== EXCERPT
The More Data We Have, the Less Exact It Needs to Be
In the old world of small data, statisticians and data analysts were trained to clean out outliers and try to get data that was as clean as possible. With big data, we are looking at vastly more data, which means that we can get away with less precision. It’s a tradeoff; with less error from sampling, we can accept more measurement error. The old tools (spreadsheets, relational databases, SQL, business intelligence tools, etc) were created to work on exact data; the new tools are designed to work with large quantities of imperfect data. The need for perfect data was a side effect of the limited tools we used to manage small data.
See also: Eating the Big Data Elephant
Here’s a great example of why we can now get away with less exact data: Suppose we need to measure the temperature in a vineyard. If we only have one temperature sensor for the whole plot of land, we must make sure it’s accurate and working at all times: no messiness allowed. In contrast, if we have sensors for every one of hundreds of vines, we can use cheaper, less sophisticated sensors (as long as they don’t introduce a systematic bias). Any particular reading may be incorrect, but the aggregate of many readings will provide a more comprehensive
Data Is No Longer Stale After Its Original Use
One of the very limiting features of the old world of data is that once a dataset was built for a particular use, it was very difficult to use it for another, so you have to know what you’re looking for before collecting the data. Because you were collecting a sample of data and inputting it into a very structured format for future analysis, getting the right pieces of information was of paramount importance.
In the new world of big data, all data becomes a new raw material to create value in new and creative ways, most of which were impossible in the old world. Because we are collecting data on everything, and our tools are more sophisticated in ability to arrange and rearrange that data, we are more able to use the information in a variety of ways.
Think about it; that telematics device on your car collects a TON of data. Think about the data your smartphone collects about your habits each day. Every time you search on Google, it's recording not only what you search for but even the exact amount your mouse spent at different parts of the screen. Soon, we’ll even be able to track your eyes through the webcam when you visit our website. There’s just a TON of data out there that we’ll now be able to analyze and learn about our customers.
Being Free of Sampling Will Allow Us to Know More
Sampling quickly stops being useful when you want to drill deeper, to take a close look at some intriguing subcategory of the data. One of the key benefits of being able to collect ALL of the data about something is that we can dig further into the data and ask it fresh questions that we hadn’t even thought of when we started collecting the data. In the old paradigm of sampling, one would collect only what was directly asked for. If you noticed a pattern in that sample but needed something to explain or verify the pattern that you had not thought to ask for ahead of time, you would need to re-sample and get additional data to confirm what you found.
====
== RECORDS FOR THIS TASK
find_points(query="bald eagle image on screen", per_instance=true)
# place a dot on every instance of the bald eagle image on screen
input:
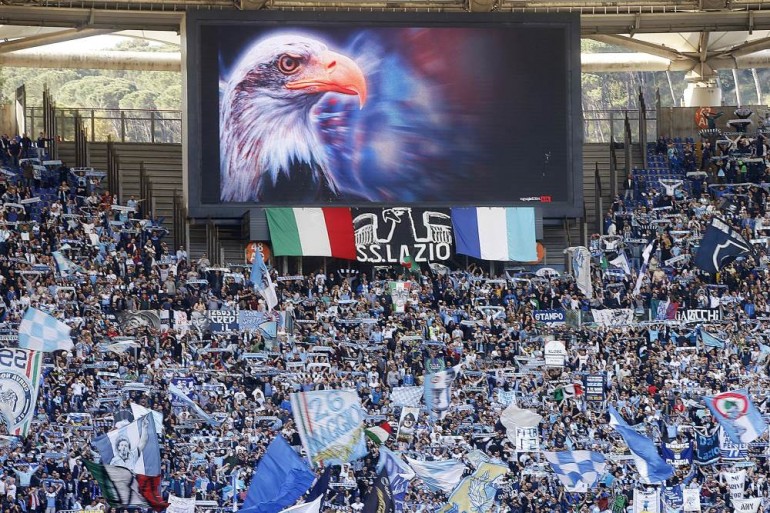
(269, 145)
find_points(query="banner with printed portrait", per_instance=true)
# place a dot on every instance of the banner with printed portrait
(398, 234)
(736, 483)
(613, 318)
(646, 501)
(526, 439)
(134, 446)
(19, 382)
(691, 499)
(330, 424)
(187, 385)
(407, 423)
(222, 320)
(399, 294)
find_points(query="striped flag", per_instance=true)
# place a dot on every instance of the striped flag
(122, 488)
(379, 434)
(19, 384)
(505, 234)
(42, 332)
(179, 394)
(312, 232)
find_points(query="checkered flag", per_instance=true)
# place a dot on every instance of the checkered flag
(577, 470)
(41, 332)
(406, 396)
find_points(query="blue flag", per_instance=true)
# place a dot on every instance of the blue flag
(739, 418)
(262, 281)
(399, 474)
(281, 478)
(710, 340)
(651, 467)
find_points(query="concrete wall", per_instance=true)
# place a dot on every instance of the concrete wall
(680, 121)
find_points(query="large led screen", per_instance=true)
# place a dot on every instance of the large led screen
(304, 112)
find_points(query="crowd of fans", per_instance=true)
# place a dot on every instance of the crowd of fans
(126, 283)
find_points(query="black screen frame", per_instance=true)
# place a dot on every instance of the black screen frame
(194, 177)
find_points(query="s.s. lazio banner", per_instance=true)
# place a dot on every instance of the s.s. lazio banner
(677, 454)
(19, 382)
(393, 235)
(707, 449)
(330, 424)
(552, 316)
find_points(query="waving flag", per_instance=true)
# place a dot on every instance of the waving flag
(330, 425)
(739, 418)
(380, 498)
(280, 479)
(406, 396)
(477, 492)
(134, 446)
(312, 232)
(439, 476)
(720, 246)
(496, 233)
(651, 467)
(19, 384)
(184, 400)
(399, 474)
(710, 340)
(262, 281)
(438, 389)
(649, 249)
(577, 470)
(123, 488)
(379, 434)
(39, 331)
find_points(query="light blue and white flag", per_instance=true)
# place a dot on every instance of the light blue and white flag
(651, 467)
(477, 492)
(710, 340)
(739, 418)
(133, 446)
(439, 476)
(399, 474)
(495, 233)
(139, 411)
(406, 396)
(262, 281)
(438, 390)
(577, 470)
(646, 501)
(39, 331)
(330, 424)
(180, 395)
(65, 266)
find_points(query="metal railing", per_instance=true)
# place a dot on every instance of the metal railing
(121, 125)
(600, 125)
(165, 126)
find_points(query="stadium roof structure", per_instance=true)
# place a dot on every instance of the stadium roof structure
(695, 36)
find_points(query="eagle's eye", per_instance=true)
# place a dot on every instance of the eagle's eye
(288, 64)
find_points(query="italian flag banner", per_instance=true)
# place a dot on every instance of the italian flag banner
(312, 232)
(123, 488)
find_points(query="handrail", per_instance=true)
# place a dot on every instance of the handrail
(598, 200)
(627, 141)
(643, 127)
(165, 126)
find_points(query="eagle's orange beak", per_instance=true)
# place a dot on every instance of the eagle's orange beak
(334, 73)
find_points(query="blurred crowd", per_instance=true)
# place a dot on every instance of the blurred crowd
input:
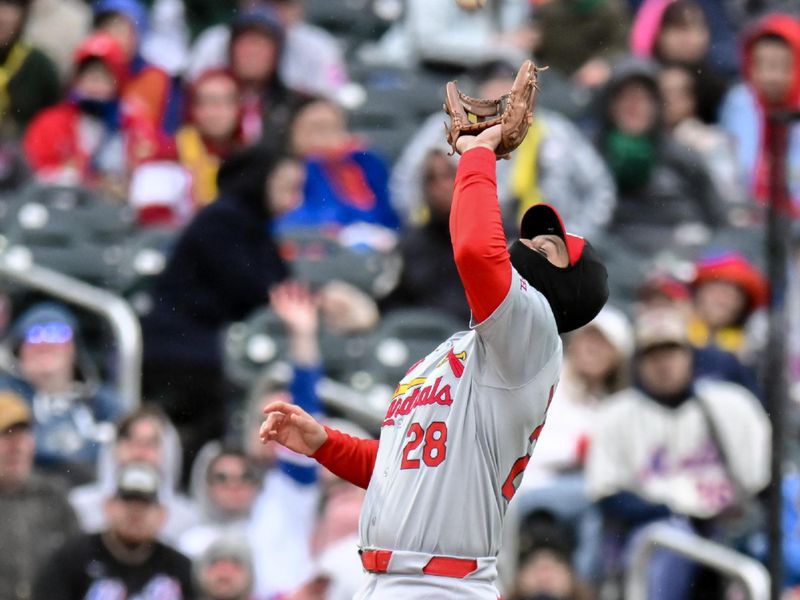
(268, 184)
====
== RECORDS FOR THIS TASK
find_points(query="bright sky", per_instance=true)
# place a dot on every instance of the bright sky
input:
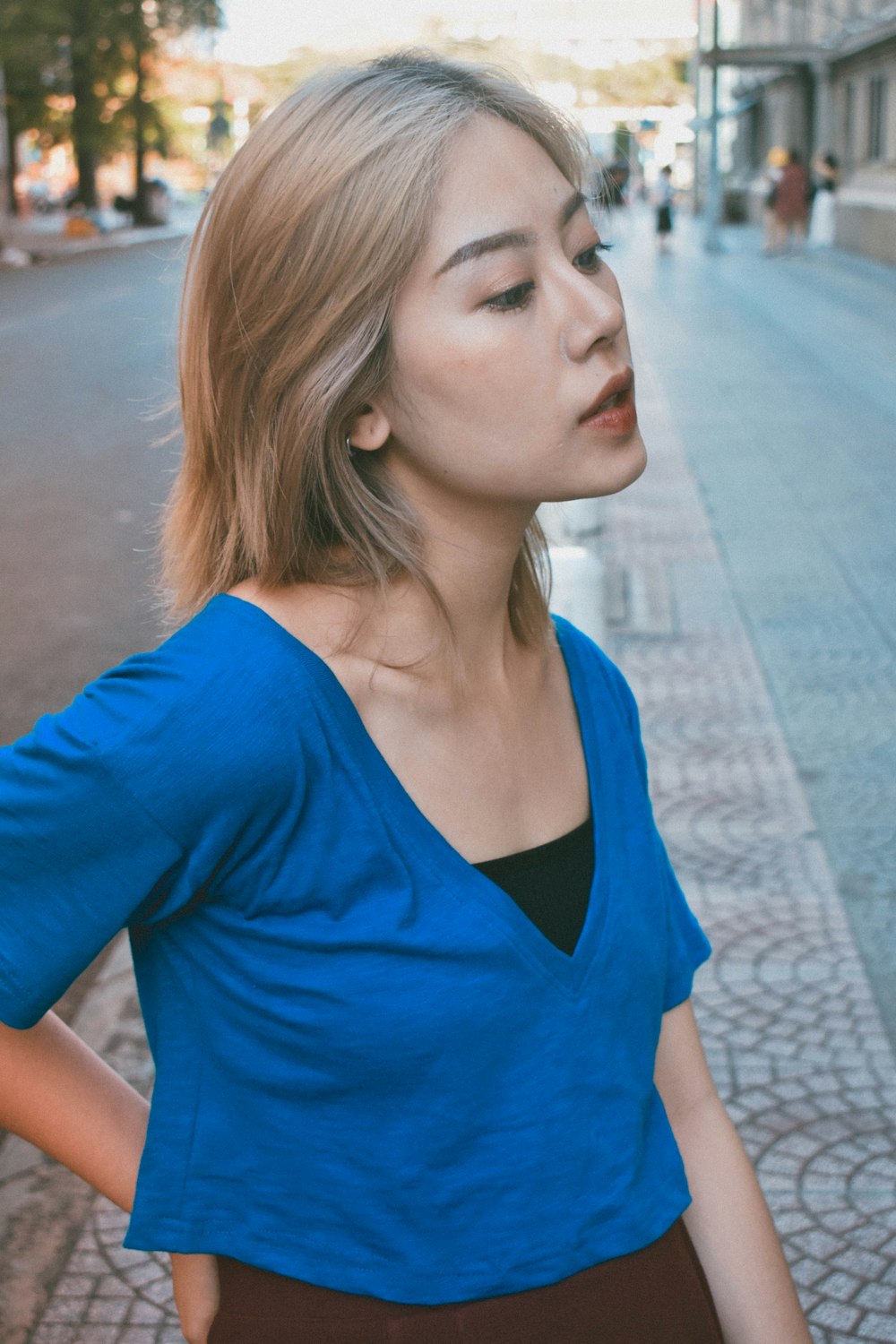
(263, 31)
====
_OBJECTIVES_
1. Copy the part of the big data passage that begins with the words "Think about it;" and ends with "about our customers.".
2. How many lines of the entries contain the string "striped"? Case counts, so give only the number.

_ANSWER SET_
1.
Think about it; that telematics device on your car collects a TON of data. Think about the data your smartphone collects about your habits each day. Every time you search on Google, it's recording not only what you search for but even the exact amount your mouse spent at different parts of the screen. Soon, we’ll even be able to track your eyes through the webcam when you visit our website. There’s just a TON of data out there that we’ll now be able to analyze and learn about our customers.

2. 2